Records
________
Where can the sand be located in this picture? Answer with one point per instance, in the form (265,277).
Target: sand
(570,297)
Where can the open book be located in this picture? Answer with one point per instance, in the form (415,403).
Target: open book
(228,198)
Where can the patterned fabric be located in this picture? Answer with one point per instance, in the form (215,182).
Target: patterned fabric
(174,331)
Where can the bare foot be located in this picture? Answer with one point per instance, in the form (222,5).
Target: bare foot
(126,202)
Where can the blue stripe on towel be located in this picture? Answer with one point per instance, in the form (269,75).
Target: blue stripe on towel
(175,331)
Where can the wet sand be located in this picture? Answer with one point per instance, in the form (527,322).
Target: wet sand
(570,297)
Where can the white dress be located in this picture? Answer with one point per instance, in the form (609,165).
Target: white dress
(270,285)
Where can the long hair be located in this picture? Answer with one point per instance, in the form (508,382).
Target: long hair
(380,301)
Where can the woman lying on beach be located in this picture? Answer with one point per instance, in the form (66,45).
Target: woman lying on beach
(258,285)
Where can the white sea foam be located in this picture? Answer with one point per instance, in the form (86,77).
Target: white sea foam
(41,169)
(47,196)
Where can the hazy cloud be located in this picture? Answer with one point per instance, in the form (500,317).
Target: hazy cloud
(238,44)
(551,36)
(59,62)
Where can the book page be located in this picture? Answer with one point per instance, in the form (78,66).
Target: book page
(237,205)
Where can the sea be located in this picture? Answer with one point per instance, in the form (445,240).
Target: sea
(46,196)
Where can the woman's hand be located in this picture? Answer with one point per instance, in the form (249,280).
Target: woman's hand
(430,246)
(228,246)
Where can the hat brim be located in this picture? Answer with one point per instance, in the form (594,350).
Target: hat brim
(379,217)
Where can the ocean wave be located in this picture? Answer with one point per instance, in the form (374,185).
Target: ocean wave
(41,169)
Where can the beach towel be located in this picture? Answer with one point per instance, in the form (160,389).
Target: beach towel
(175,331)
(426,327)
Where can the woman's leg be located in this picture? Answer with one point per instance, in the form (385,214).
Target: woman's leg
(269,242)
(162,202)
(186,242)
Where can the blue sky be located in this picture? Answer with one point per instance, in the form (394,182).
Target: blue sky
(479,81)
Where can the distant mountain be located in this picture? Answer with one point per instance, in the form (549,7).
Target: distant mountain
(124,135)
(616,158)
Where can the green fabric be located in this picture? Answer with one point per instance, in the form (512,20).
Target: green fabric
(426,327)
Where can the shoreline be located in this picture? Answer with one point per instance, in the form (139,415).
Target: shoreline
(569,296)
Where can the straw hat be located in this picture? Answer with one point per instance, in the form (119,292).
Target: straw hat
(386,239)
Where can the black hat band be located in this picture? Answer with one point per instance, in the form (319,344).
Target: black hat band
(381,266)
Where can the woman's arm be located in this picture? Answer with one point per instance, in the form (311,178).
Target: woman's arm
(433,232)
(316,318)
________
◆ What is asked ◆
Rewrite the part of the data that starts with the line containing "Where can the straw" and continues through the end of the data as a JSON list of strings, one string per line, omitting blank lines.

◆ Task answer ◆
[
  "Where can the straw hat be located in this picture? Answer with one point per instance, in the form (119,292).",
  "Target: straw hat",
  "(386,239)",
  "Where can the black hat band be located in this picture? Answer with one point per instance, in the form (319,344).",
  "Target: black hat band",
  "(381,266)",
  "Where can the woman's arm be located in this picture? Answer with one point per instance, in the form (311,178).",
  "Target: woman's arm",
  "(433,232)",
  "(316,318)"
]